> Your instructions: Each line in the records below, from the one that contains "Mark the rotor blade." to the one that contains "Mark the jungle foliage.", should be reproduced exactly, the first and last included.

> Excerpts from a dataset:
>>>>

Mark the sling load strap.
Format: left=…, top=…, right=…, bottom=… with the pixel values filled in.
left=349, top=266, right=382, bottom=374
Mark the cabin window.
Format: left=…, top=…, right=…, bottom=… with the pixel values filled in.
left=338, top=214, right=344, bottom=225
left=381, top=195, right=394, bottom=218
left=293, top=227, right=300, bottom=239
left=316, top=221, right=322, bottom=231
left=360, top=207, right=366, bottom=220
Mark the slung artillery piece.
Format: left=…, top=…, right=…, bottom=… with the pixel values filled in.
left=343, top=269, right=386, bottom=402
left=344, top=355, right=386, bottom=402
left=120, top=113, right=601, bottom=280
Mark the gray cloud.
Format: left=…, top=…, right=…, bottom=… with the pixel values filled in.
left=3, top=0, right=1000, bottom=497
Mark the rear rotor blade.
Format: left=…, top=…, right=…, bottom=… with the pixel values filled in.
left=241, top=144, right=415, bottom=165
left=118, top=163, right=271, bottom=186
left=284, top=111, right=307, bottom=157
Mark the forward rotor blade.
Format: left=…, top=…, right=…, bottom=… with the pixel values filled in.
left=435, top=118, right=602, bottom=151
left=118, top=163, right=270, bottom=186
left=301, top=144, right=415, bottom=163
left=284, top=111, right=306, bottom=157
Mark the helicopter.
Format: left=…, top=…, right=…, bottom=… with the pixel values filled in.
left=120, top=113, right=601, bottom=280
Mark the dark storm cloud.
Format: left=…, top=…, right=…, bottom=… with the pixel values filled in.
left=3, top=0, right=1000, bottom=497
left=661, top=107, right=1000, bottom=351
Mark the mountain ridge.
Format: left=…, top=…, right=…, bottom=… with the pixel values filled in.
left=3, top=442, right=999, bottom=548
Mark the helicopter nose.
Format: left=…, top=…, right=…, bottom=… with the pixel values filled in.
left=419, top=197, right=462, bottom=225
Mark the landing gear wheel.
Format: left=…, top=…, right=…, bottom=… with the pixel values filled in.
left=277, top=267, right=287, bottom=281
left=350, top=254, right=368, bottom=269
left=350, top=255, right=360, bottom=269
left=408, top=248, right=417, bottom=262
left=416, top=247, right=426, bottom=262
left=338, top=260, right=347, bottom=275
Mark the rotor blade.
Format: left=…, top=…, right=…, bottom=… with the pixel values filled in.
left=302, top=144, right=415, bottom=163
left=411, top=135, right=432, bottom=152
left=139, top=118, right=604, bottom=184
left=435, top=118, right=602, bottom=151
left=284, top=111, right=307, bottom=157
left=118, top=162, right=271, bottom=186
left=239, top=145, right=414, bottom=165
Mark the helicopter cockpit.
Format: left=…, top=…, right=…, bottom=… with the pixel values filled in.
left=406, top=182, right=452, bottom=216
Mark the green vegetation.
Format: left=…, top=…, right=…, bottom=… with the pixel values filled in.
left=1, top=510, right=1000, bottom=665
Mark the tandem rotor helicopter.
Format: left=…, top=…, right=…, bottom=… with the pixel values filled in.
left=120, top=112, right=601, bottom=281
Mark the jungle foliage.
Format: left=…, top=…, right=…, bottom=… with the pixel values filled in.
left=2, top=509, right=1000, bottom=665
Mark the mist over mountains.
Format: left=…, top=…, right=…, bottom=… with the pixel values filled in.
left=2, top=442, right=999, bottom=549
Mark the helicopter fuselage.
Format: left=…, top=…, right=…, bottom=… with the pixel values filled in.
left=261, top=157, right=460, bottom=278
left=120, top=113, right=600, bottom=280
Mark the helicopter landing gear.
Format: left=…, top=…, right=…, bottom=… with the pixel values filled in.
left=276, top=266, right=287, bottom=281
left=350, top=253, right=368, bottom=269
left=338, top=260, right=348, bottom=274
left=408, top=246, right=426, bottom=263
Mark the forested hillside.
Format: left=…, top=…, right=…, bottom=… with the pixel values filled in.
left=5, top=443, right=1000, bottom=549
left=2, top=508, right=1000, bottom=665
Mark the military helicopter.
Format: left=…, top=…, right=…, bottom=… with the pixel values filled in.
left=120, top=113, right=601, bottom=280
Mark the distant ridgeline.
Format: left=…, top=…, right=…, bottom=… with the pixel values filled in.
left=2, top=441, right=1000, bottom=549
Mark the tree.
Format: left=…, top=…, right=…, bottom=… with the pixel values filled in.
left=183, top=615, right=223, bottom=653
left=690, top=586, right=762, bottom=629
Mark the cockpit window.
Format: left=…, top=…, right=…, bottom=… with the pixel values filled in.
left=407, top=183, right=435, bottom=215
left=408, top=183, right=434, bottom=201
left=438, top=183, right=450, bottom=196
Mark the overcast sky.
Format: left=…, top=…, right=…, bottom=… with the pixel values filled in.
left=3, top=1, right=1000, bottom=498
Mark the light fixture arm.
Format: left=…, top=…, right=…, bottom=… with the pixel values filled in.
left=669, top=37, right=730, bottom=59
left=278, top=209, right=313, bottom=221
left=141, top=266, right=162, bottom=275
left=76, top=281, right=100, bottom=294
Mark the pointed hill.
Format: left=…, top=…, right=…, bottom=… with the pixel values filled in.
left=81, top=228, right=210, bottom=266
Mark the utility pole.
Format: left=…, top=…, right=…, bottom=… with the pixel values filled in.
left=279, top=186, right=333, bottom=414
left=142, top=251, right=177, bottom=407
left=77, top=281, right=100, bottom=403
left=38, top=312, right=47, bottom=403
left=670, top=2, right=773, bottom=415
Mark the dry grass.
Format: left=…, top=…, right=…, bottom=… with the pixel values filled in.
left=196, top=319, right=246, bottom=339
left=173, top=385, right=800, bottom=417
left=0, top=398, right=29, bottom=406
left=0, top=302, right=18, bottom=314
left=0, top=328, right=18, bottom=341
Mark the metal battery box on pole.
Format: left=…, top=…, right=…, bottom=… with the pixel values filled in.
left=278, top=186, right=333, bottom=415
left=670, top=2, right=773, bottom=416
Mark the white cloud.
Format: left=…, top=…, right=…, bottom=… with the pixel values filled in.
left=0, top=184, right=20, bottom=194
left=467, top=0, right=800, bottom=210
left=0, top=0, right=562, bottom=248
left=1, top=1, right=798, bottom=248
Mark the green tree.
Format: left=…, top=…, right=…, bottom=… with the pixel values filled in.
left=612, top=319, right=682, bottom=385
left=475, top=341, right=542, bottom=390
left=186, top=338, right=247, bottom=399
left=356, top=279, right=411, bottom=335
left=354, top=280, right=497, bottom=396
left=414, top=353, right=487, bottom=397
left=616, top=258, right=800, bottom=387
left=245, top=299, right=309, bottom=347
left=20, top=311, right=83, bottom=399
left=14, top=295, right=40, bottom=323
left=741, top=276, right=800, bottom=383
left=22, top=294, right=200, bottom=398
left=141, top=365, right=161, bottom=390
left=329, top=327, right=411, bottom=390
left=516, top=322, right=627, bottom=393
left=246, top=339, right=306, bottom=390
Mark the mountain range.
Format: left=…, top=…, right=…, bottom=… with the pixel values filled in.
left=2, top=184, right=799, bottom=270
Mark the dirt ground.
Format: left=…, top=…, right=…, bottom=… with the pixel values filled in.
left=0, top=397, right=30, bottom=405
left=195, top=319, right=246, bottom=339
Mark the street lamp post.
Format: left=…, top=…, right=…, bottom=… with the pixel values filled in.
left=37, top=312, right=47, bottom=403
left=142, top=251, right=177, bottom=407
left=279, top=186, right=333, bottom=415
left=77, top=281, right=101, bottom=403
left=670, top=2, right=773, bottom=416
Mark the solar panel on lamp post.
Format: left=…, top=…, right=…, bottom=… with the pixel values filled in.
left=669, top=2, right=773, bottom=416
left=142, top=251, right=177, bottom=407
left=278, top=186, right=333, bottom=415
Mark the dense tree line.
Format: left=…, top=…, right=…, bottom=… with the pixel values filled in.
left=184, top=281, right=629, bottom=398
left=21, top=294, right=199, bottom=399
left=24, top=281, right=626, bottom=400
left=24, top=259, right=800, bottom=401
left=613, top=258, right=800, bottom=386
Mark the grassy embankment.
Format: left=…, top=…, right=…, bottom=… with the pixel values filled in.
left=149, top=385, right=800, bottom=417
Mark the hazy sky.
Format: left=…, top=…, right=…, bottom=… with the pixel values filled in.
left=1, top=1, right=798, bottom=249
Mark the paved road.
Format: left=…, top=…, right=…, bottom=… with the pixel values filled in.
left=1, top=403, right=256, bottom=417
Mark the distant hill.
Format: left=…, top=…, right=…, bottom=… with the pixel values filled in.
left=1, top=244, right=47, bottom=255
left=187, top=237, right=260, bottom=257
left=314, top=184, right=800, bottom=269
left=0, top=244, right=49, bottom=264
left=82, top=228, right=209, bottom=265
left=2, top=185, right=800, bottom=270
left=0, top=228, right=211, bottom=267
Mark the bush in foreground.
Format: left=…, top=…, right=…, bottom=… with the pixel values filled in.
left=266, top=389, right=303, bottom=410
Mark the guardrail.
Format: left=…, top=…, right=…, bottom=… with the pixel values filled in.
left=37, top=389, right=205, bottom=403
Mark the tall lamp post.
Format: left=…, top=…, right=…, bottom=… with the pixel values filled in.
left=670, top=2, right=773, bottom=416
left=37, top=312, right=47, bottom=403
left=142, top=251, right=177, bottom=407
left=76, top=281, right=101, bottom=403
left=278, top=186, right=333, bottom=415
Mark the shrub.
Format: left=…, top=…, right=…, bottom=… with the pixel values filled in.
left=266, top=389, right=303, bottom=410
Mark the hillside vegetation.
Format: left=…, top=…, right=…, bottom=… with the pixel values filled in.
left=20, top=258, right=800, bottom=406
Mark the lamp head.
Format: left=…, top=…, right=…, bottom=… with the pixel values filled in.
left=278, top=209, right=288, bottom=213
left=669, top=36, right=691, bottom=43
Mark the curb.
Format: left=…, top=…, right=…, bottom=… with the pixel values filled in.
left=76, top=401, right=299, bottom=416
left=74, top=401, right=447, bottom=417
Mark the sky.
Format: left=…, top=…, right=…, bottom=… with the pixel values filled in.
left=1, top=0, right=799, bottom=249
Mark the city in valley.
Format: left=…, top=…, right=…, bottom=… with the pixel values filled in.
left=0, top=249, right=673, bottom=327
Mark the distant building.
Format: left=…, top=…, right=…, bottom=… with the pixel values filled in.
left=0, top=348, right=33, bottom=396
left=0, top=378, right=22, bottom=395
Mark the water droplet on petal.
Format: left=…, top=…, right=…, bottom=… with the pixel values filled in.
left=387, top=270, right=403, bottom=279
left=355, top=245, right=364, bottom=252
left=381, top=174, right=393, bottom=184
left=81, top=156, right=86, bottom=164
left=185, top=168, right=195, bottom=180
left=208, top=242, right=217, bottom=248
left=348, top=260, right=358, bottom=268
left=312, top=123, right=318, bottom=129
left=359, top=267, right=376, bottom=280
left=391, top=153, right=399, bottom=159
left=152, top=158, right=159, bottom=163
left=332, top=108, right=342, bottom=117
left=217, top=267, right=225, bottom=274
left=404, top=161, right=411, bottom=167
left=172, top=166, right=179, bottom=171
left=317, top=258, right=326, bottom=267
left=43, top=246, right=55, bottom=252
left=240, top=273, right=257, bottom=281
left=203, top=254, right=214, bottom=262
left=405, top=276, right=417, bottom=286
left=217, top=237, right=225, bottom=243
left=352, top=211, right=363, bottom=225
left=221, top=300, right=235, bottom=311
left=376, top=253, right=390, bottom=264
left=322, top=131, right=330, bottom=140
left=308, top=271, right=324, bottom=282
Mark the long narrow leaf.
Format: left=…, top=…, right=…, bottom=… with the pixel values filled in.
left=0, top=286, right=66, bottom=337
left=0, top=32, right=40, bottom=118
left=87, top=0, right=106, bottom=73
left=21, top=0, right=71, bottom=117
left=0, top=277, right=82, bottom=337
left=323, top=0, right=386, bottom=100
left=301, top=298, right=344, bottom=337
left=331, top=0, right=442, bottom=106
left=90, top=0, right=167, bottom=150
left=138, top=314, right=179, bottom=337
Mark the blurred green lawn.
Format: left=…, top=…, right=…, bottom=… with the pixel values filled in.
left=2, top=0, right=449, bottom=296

<<<<

> Expected output:
Mark the rotor blade.
Format: left=…, top=…, right=…, bottom=… with the pixel values filled in.
left=302, top=144, right=415, bottom=163
left=411, top=135, right=432, bottom=152
left=139, top=118, right=604, bottom=184
left=435, top=118, right=602, bottom=151
left=284, top=111, right=307, bottom=157
left=118, top=162, right=271, bottom=186
left=239, top=145, right=414, bottom=165
Mark the helicopter cockpit.
Format: left=…, top=…, right=…, bottom=… with the pixel values filled in.
left=406, top=182, right=452, bottom=216
Mark the green vegetation.
Format: left=…, top=…, right=…, bottom=… with the pixel values filled in.
left=1, top=510, right=1000, bottom=665
Mark the tandem rotor helicopter.
Format: left=…, top=…, right=…, bottom=… with the pixel values filled in.
left=120, top=112, right=601, bottom=281
Mark the jungle foliage.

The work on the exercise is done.